Work request -
The response must consist of all the records, retyped exactly.

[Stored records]
· · · · · · ·

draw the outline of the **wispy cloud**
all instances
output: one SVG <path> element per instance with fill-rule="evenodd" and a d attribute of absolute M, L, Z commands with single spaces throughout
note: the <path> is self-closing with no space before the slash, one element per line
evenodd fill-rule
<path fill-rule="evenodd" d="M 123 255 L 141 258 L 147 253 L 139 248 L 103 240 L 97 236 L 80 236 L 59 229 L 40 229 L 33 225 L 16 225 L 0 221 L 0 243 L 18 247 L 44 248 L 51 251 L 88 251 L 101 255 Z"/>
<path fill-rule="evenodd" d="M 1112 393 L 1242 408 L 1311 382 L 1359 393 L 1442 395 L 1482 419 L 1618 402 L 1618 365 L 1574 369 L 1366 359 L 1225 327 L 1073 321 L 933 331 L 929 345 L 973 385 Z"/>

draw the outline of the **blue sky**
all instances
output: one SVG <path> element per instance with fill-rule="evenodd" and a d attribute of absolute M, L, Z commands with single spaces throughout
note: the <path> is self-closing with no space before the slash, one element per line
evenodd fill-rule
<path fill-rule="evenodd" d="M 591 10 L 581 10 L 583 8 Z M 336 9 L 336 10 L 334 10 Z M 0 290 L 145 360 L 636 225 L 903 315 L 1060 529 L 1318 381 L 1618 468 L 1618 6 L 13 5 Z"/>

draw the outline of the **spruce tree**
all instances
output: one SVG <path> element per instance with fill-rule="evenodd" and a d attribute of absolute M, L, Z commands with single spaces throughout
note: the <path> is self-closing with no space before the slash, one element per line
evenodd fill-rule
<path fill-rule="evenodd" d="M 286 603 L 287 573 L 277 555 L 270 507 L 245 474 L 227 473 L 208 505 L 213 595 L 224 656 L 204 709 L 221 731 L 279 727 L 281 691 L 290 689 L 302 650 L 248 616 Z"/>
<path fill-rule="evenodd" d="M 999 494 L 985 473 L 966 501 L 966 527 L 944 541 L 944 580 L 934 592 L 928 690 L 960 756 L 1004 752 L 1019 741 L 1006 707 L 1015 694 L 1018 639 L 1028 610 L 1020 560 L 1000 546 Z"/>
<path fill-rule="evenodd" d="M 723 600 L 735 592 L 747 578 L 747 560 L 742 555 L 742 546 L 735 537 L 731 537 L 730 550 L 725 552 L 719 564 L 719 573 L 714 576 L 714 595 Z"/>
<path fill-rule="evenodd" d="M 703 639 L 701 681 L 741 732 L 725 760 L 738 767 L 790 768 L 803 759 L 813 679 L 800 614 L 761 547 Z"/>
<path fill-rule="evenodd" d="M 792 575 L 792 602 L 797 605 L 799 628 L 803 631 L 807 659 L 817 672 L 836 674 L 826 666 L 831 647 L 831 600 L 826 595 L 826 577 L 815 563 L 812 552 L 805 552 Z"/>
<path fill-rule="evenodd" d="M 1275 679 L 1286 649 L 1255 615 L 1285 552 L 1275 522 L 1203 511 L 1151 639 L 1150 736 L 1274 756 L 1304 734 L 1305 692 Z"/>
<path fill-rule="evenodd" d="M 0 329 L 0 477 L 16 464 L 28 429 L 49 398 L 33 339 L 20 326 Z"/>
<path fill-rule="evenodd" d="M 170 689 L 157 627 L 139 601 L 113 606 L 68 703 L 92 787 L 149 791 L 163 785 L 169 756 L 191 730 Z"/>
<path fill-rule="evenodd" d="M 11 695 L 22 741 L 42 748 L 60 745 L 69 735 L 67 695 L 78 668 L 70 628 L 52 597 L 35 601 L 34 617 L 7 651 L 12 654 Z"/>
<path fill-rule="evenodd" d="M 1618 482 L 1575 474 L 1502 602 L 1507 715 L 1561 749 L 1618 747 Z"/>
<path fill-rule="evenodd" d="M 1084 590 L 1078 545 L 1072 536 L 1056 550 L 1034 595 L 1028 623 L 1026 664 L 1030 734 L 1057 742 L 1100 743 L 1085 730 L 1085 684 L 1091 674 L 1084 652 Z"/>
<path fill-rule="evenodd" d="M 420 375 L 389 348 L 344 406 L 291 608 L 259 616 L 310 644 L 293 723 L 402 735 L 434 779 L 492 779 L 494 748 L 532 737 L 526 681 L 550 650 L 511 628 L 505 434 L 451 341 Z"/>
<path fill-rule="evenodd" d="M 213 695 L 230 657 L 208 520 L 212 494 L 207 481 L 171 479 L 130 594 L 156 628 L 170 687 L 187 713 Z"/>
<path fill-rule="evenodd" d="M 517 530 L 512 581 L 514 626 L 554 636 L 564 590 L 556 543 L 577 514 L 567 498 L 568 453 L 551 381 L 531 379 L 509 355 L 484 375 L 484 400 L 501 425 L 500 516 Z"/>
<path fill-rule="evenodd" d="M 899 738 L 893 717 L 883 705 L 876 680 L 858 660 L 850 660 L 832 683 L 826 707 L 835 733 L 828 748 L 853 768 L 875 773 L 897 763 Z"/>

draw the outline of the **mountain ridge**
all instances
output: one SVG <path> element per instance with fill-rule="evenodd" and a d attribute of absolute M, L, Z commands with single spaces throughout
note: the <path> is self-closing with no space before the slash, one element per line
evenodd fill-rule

· · · · · · ·

Output below -
draw the outline of the **wispy cloud**
all instances
output: one SVG <path> element per instance with fill-rule="evenodd" and a d attribute of absolute M, L, Z commands with single spaces throughout
note: the <path> is self-closing with no space before the slash, one element per line
evenodd fill-rule
<path fill-rule="evenodd" d="M 123 255 L 141 258 L 147 253 L 139 248 L 103 240 L 97 236 L 80 236 L 59 229 L 40 229 L 33 225 L 16 225 L 0 221 L 0 243 L 18 247 L 44 248 L 51 251 L 88 251 L 101 255 Z"/>
<path fill-rule="evenodd" d="M 1112 393 L 1242 408 L 1311 382 L 1359 393 L 1442 395 L 1482 419 L 1618 402 L 1618 365 L 1574 369 L 1366 359 L 1225 327 L 1073 321 L 933 331 L 929 345 L 973 385 Z"/>

draw the outline of the **blue sky**
all instances
output: one SVG <path> element per instance with fill-rule="evenodd" and a d attribute of absolute M, L, Z commands with single spaces throughout
note: the <path> is self-closing with no space before the slash, one element per line
evenodd fill-rule
<path fill-rule="evenodd" d="M 591 10 L 581 10 L 583 8 Z M 336 9 L 336 10 L 334 10 Z M 0 290 L 145 360 L 636 225 L 903 315 L 1060 529 L 1318 381 L 1618 468 L 1618 6 L 13 5 Z"/>

draw the outline of the **spruce tree**
all instances
output: one SVG <path> element per instance with fill-rule="evenodd" and a d attribute of absolute M, L, Z commands with single spaces throughout
note: the <path> is self-closing with no space before the slash, one element per line
evenodd fill-rule
<path fill-rule="evenodd" d="M 286 603 L 287 573 L 277 555 L 270 507 L 245 474 L 227 473 L 208 505 L 213 595 L 224 656 L 204 709 L 221 731 L 279 727 L 281 691 L 290 689 L 302 650 L 248 616 Z"/>
<path fill-rule="evenodd" d="M 999 494 L 985 473 L 966 501 L 966 527 L 944 541 L 944 580 L 934 592 L 928 690 L 960 756 L 1004 752 L 1019 741 L 1006 707 L 1015 694 L 1018 639 L 1028 610 L 1020 560 L 1000 546 Z"/>
<path fill-rule="evenodd" d="M 723 600 L 735 592 L 747 578 L 747 560 L 742 555 L 742 546 L 735 537 L 731 537 L 730 550 L 725 552 L 719 564 L 719 573 L 714 576 L 714 595 Z"/>
<path fill-rule="evenodd" d="M 703 639 L 701 681 L 741 732 L 725 760 L 738 767 L 790 768 L 803 759 L 813 679 L 800 614 L 761 547 Z"/>
<path fill-rule="evenodd" d="M 792 575 L 792 602 L 797 605 L 799 628 L 803 631 L 807 659 L 817 672 L 836 674 L 826 666 L 831 647 L 831 600 L 826 595 L 826 577 L 815 563 L 812 552 L 805 552 Z"/>
<path fill-rule="evenodd" d="M 1275 679 L 1286 649 L 1255 615 L 1285 552 L 1275 522 L 1203 511 L 1151 639 L 1150 736 L 1274 756 L 1304 734 L 1305 692 Z"/>
<path fill-rule="evenodd" d="M 0 329 L 0 477 L 16 464 L 28 429 L 49 398 L 33 339 L 20 326 Z"/>
<path fill-rule="evenodd" d="M 170 689 L 157 627 L 139 601 L 113 606 L 68 703 L 92 787 L 149 791 L 163 785 L 169 756 L 191 730 Z"/>
<path fill-rule="evenodd" d="M 11 695 L 22 741 L 42 748 L 60 745 L 69 735 L 67 695 L 78 668 L 70 628 L 52 597 L 35 601 L 34 617 L 7 651 L 12 654 Z"/>
<path fill-rule="evenodd" d="M 1618 482 L 1575 474 L 1502 602 L 1507 715 L 1561 749 L 1618 747 Z"/>
<path fill-rule="evenodd" d="M 1084 590 L 1078 545 L 1072 536 L 1056 550 L 1034 595 L 1028 623 L 1026 664 L 1030 734 L 1057 742 L 1100 743 L 1085 730 L 1085 684 L 1091 674 L 1084 652 Z"/>
<path fill-rule="evenodd" d="M 420 375 L 389 348 L 344 406 L 291 608 L 259 616 L 310 644 L 293 723 L 402 735 L 434 779 L 492 779 L 494 748 L 532 737 L 526 681 L 550 650 L 511 628 L 505 434 L 451 341 Z"/>
<path fill-rule="evenodd" d="M 213 695 L 230 657 L 208 520 L 212 494 L 207 481 L 171 479 L 130 594 L 156 628 L 170 687 L 187 713 Z"/>
<path fill-rule="evenodd" d="M 517 530 L 512 581 L 514 626 L 554 636 L 564 590 L 556 543 L 577 514 L 567 498 L 568 453 L 551 381 L 531 379 L 509 355 L 484 375 L 484 400 L 501 425 L 500 516 Z"/>
<path fill-rule="evenodd" d="M 899 738 L 893 717 L 883 705 L 876 680 L 858 660 L 850 660 L 832 683 L 826 707 L 835 733 L 828 748 L 853 768 L 875 773 L 897 763 Z"/>

draw the outline of the **mountain ridge**
all instances
output: one SVG <path> element per instance with fill-rule="evenodd" and a d attribute of absolute M, L, Z commands with single spaces throughout
note: the <path> is self-closing with no space before the slash, one element per line
evenodd fill-rule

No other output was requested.